• [SELECTED EXCERPT]:

────────

A group of students and professor Dr. D.J. Lee at BYU have come together to build an algorithm that could possibly bring two-factor authentication to facial recognition technologies in everything from cell phones to surveillance systems.

The project started almost two years ago as Lee and some students tried to think of an interesting research project. The group started looking into facial motion and how it could be analyzed.

That evolved into seeing if students are paying attention in class and it eventually morphed into improved security for facial recognition with the use of facial motion.

With the world of security constantly changing and hackers adapting to those changes, Lee acknowledged that nothing is perfect in terms of security.

“Fingerprinting is easy to do and people even make fake fingerprints,” Lee said. “The most common one is facial recognition and the biggest problem is, all of these can be used when the user is not aware. When you’re sleeping or unconscious, someone could use your biometrics to get into the system. It’s difficult, people come up with all kinds of ideas to hack into the system.”

He added that a company in Japan makes facial masks that look like people and some access social media pages to unlock devices needing facial recognition. Even algorithms can be fooled by photos and this technology can address the biggest concern, which is unintentional identity verification.

Two-factor authentication is not new technology, as companies like Apple and social media apps use it to verify someone’s identity, but integrating it into facial recognition is.

Lee said it is called Concurrent Two-Factor Identity Verification.

“Meaning you show your face and make the facial motion just once, you don’t have to do it twice,” Lee said. “With the facial motion, if people want to use your photo they cannot fool the system since the photo is not moving.”

The technology first uses facial recognition and then a secret phrase is mouthed, a movement with one’s lips is made, or a facial motion is made to satisfy the second step of authentication.

Even if a video is used, the chances of that video matching the secret facial motion are low, according to Lee.

────────

• [LISTED RECORDS]:
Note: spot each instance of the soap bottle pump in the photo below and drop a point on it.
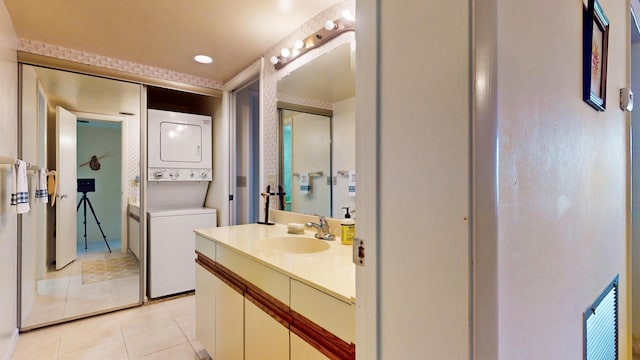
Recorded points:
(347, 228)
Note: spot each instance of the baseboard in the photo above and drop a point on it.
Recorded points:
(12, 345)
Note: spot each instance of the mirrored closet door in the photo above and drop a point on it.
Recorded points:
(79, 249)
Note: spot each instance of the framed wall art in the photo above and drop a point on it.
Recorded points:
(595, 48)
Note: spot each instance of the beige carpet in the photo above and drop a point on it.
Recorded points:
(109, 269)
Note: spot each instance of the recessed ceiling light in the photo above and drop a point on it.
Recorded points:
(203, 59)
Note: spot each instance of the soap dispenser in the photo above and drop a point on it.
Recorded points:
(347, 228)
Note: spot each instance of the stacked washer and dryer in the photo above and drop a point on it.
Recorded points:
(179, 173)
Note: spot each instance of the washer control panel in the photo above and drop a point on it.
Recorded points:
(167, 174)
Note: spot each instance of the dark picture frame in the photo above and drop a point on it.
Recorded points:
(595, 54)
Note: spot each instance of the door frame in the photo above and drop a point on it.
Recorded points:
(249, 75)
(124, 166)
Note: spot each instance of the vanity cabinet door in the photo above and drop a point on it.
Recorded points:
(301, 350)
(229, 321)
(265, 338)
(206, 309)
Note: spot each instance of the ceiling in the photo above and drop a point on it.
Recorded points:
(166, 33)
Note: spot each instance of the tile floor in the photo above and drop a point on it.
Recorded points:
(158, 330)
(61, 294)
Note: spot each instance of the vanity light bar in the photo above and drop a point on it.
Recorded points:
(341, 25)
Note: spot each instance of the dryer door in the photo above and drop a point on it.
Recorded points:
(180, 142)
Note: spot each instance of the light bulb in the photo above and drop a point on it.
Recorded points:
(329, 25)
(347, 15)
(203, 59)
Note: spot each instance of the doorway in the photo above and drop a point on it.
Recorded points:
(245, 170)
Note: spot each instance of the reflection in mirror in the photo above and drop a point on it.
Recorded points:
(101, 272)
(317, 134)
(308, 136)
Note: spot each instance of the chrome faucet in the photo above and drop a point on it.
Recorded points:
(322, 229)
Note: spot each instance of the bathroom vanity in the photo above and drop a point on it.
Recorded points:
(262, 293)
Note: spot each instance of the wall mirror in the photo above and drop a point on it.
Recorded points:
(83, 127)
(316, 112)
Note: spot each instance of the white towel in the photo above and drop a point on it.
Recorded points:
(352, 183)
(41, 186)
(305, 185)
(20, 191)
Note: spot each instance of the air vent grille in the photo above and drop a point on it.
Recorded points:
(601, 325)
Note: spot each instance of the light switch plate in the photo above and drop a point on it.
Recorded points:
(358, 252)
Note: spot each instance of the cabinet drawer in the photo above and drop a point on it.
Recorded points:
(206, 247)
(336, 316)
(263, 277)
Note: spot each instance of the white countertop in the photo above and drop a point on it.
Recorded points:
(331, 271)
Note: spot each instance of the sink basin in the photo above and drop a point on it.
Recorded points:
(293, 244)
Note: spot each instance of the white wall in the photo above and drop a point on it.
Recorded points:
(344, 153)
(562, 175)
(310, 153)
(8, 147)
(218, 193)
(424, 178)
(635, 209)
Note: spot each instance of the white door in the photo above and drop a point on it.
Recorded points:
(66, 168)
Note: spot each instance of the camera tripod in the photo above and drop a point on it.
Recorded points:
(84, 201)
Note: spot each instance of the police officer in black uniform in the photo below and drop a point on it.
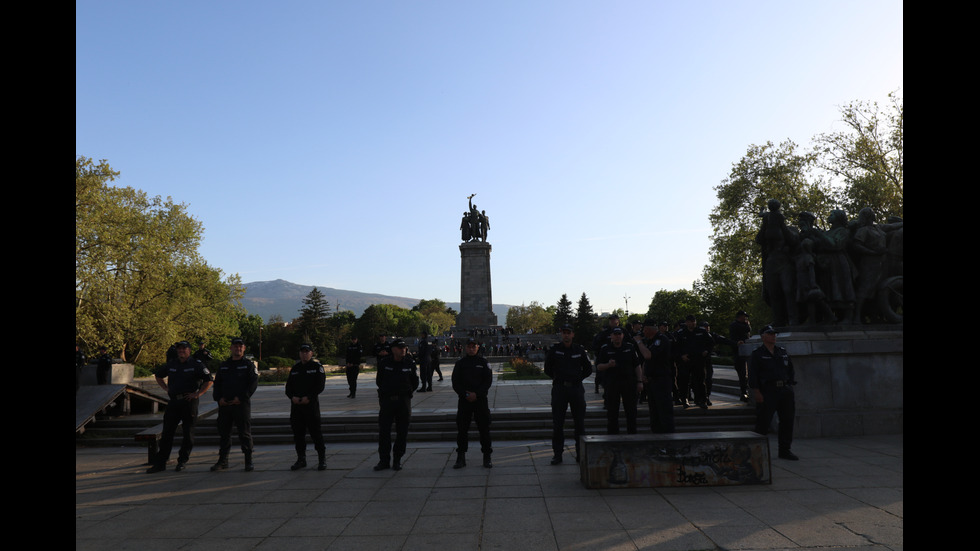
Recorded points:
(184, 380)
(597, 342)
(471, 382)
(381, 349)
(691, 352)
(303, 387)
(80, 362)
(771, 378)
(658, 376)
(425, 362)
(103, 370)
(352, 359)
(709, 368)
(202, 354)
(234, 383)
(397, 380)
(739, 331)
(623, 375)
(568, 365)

────────

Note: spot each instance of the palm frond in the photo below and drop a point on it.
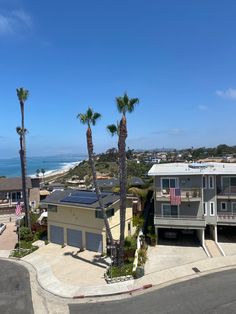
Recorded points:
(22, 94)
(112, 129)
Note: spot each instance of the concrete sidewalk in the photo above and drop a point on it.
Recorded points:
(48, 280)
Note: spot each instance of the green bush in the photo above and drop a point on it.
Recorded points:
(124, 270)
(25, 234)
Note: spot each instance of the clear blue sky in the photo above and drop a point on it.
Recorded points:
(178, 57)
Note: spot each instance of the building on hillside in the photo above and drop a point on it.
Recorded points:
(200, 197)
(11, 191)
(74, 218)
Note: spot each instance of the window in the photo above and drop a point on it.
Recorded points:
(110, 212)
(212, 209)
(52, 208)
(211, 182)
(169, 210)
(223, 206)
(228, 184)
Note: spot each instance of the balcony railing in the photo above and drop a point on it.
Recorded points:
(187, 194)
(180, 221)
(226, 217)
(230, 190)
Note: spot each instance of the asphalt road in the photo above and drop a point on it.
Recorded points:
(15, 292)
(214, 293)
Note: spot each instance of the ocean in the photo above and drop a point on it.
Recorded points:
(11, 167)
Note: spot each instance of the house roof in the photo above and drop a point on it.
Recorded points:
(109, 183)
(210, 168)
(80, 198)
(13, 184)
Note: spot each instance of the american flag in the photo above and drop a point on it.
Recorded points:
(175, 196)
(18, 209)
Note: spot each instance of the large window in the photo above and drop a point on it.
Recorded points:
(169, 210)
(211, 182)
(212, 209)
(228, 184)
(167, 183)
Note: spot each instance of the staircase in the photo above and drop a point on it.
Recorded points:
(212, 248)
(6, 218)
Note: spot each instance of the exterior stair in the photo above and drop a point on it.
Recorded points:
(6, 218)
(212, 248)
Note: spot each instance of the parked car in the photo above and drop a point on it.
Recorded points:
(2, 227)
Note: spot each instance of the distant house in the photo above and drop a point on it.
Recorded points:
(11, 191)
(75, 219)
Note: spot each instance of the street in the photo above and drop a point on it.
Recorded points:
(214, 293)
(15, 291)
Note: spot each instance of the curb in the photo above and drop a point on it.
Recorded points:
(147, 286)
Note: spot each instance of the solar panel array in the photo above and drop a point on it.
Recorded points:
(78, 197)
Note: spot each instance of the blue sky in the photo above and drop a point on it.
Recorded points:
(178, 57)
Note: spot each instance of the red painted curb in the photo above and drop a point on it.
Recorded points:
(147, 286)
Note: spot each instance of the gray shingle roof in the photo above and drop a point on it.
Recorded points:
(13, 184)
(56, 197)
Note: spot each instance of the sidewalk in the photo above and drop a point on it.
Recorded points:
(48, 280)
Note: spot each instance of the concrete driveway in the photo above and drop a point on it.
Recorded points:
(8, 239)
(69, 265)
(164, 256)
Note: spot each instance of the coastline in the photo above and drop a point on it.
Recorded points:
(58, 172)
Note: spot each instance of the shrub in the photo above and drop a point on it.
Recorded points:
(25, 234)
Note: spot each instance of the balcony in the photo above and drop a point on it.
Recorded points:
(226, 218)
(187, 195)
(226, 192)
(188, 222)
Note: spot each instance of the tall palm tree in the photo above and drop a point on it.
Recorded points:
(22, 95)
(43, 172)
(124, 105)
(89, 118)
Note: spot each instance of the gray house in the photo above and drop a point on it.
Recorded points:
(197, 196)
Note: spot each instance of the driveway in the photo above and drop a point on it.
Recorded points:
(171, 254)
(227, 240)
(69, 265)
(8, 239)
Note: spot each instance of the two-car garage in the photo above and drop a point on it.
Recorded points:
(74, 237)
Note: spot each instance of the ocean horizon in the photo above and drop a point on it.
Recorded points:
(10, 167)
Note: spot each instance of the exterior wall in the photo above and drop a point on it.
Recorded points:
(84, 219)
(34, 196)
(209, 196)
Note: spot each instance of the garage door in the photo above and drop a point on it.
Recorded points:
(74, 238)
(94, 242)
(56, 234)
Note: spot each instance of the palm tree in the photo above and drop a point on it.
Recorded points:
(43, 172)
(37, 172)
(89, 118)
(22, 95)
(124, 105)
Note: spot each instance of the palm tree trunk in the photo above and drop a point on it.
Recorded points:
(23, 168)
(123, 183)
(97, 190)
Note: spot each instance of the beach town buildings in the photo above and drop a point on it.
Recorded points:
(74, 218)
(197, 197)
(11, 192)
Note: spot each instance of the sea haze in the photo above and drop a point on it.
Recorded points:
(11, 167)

────────

• [TASKS TO PERFORM]:
**a.** For each statement, say whether the article on BYU's facial motion research agrees with it. Answer yes or no and quote the words of the article that decide it. (i) The project began about two years ago. (ii) Two-factor authentication is a new technology. (iii) Someone could fool the system with a person's photo.
**b.** Summarize the article on BYU's facial motion research in two sentences.
**c.** Write what comes next in the article on BYU's facial motion research, starting after its last sentence.
Nothing in the rows is needed here.

• [TASK-BY-TASK OUTPUTS]:
**a.**
(i) Yes: "The project started almost two years ago as Lee and some students tried to think of an interesting research project."
(ii) No: "Two-factor authentication is not new technology."
(iii) No: "if people want to use your photo they cannot fool the system since the photo is not moving."

**b.** Dr. D.J. Lee and a group of BYU students have built an algorithm that could bring two-factor authentication to facial recognition by adding facial motion, a project that grew out of research into analyzing facial movement. Lee calls the method Concurrent Two-Factor Identity Verification: the system first recognizes the face and then checks a secret facial motion, such as a mouthed phrase, so photos cannot fool it and videos are unlikely to match.

**c.**
Lee said that he could see this video being used on a computer, cell phones, or any piece of technology with a camera on it.

“There are many other applications,” Lee said. “People often ask me about their iPhones using this, and I say sure but we don’t necessarily have to compete with Apple. We don’t necessarily limit this to unlocking a phone or mobile device. This can be used for many different applications.”

Lee said other possible uses could occur in a car to start the engine, smiling at a camera to gain access to a hotel room, using it to gain access at an ATM, and even using facial motion in disabled people to control a computer.

When asked about using the technology in everyday life, Lee said it could be applied.

“I don’t know how many times a day we use identity verification,” Lee said. “If you pick up your phone you probably do it 20 times or more. Then you log into your BYU account and all of that can use this technology as long as there is a camera.”

The group working on the technology includes Lee, a Ph.D. student, and some undergraduate students as well. Lee said that they are all capable students that help to make the project an enjoyable experience.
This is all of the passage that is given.